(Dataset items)

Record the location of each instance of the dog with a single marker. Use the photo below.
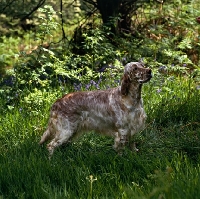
(116, 112)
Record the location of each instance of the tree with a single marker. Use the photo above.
(117, 14)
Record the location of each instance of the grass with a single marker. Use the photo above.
(167, 165)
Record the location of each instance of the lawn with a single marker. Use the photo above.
(166, 166)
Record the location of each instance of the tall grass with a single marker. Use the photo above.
(166, 166)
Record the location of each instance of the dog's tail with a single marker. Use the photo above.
(46, 135)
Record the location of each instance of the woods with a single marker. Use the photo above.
(50, 48)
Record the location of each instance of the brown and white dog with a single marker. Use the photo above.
(116, 112)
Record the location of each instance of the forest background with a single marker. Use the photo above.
(49, 48)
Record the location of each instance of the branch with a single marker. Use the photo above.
(7, 5)
(34, 9)
(62, 20)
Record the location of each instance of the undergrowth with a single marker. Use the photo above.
(166, 166)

→ Written problem
Can you turn the lines above into a two-column CSV with the headers "request" and "answer"? Give one row per request, with its text and its answer each in a single quoted field, line breaks replaced by spaces, and the pictures left out.

→ Solution to this problem
request,answer
"Record the location of each instance of the dog with a single marker. Use the photo below.","(116, 112)"
"Record the location of each instance of the tree with a single marker. Use the photo above.","(117, 14)"
"Record the location of each instance of the grass with a single marker. Use the photo above.","(167, 165)"
"Record the location of each instance of the lawn with a single marker. Use the photo above.","(166, 166)"
"Record the location of each instance of the tall grass with a single marker. Use the photo above.","(166, 166)"
"Record the location of each instance of the dog's tail with a single marker. Use the photo above.","(46, 135)"
"Record the location of each instance of the woods with a single marker. Use the photo above.","(50, 48)"
"Record the location of each instance of the brown and white dog with a single marker. Use the photo above.","(116, 112)"
"Record the location of each instance of the forest background with a single marker. Use the photo above.","(49, 48)"
"Record the location of each instance of the branch with a single marker. Use the photo above.","(7, 5) (34, 9) (62, 20)"
"Record the location of each instance of the undergrowth with a single marker. Use the photo above.","(166, 166)"